What you are asked to do :: All lines from the one with "Target: inscription on pediment" to the end of the data: return those exactly, and only those.

[Data items]

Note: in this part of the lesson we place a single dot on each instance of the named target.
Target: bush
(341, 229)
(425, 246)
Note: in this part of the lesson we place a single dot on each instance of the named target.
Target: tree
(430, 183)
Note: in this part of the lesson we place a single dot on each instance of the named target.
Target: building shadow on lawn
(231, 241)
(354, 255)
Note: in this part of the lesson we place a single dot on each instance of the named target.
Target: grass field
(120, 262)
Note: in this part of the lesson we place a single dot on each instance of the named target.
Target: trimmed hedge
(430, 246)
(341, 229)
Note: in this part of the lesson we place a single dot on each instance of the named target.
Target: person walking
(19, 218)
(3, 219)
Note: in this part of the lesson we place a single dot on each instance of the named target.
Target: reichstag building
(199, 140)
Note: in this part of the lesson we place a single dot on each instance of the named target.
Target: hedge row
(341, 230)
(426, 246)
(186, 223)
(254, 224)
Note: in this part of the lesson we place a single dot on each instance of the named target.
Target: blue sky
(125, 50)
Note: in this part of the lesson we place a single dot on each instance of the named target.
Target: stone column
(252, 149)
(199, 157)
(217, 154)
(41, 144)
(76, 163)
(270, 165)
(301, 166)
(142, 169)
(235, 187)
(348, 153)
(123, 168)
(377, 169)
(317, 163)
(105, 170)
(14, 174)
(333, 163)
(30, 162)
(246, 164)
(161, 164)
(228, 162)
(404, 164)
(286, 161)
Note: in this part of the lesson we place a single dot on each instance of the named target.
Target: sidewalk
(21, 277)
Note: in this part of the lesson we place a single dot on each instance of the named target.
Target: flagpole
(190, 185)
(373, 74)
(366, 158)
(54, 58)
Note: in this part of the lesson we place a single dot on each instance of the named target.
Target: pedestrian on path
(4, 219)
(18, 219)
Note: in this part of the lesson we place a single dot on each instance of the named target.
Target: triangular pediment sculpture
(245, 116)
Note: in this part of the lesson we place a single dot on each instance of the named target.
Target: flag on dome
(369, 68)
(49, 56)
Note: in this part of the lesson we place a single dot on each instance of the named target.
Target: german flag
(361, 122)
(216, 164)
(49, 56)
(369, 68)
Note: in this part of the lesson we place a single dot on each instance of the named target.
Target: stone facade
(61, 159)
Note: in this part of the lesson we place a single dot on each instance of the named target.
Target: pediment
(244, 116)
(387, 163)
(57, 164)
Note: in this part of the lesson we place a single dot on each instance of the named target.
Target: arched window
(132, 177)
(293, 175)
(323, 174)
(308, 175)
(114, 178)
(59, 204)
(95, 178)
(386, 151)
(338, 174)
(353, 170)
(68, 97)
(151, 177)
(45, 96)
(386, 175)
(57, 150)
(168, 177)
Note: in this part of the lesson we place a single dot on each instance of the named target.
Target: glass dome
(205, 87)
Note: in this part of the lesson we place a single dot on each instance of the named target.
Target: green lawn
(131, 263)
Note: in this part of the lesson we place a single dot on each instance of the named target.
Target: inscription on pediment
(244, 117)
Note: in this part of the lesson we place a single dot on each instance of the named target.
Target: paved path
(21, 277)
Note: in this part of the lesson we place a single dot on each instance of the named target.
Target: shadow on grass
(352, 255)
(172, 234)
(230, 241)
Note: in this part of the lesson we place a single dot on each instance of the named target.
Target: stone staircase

Solved problem ::
Target: inscription on pediment
(244, 117)
Note: in this part of the lesson we place a single dot on each instance of the named target.
Target: paved path
(21, 277)
Note: in this part of the lesson we place a single dot on each instance of the named target.
Target: shadow on grass
(352, 255)
(172, 234)
(230, 241)
Note: in this part of the lesson we place a single dot on each instance of the named target.
Target: stone staircase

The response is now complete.